What the exercise asks => Copy out, word for word, everything from the line containing "of the iridescent" down to the end of the entries below.

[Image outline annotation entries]

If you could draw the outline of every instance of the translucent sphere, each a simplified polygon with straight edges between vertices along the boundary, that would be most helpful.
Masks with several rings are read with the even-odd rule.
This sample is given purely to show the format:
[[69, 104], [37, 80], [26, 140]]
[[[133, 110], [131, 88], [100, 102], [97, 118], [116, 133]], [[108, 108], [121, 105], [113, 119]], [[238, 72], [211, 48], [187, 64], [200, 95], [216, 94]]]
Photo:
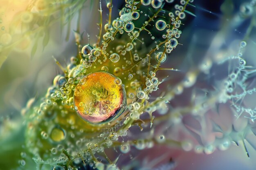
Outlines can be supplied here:
[[134, 29], [134, 24], [131, 22], [128, 22], [124, 26], [124, 29], [127, 33], [130, 33]]
[[155, 23], [155, 27], [159, 31], [163, 31], [166, 28], [166, 22], [163, 20], [159, 20]]
[[120, 60], [120, 56], [118, 54], [113, 53], [110, 55], [110, 59], [113, 62], [117, 62]]
[[109, 122], [126, 110], [126, 93], [119, 78], [97, 72], [87, 75], [80, 82], [83, 83], [79, 83], [75, 89], [74, 105], [78, 115], [85, 121], [92, 124]]

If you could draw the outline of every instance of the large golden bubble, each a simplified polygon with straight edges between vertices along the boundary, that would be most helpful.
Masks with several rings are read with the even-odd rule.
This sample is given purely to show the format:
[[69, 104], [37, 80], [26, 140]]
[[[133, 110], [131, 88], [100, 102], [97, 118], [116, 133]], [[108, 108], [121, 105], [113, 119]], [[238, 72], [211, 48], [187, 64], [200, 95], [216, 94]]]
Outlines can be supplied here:
[[126, 108], [126, 94], [121, 80], [103, 71], [93, 73], [81, 79], [74, 99], [78, 115], [93, 124], [109, 122]]

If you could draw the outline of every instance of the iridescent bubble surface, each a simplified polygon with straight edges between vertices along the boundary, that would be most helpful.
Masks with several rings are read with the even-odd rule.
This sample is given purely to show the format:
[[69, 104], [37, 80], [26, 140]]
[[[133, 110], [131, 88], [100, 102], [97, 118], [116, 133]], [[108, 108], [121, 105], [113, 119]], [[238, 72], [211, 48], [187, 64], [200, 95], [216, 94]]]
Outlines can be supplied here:
[[125, 111], [126, 94], [120, 79], [110, 73], [93, 73], [81, 79], [74, 93], [78, 115], [92, 124], [109, 122]]

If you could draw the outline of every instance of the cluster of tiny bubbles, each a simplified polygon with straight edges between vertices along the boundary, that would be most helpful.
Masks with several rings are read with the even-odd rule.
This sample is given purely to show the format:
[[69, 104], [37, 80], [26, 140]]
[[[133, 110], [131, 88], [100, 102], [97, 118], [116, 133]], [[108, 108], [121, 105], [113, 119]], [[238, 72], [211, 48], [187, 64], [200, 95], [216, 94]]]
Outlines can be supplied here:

Written response =>
If you could draw the outline of every instance of the iridescent bubble surface, each a simplified polygon with straight edges between vertices along the boundary, that would be most helpful.
Masks with several rings are read with the even-odd rule.
This sample is given purely to show the format:
[[69, 104], [37, 80], [26, 140]]
[[[133, 110], [131, 88], [100, 102], [97, 118], [116, 133]], [[108, 108], [121, 105], [113, 119]], [[238, 72], [211, 48], [187, 64], [200, 95], [216, 94]]]
Outlines can be supplied here:
[[125, 111], [126, 94], [120, 79], [110, 73], [93, 73], [81, 79], [74, 93], [78, 115], [92, 124], [109, 122]]

If you could draw the outline of every instance of the cluster of tiny bubbles, each a simplified polygon with straight edges between vertices along the boundary, that would be most helpful.
Masks with several rings are read with the even-odd rule.
This sample is given purely to show the format:
[[69, 104], [37, 80], [26, 140]]
[[[133, 110], [131, 88], [100, 102], [97, 118], [116, 133]], [[108, 108], [121, 105], [113, 119]], [[238, 72], [211, 48], [187, 64], [200, 95], [216, 94]]]
Outlines can be supplied here:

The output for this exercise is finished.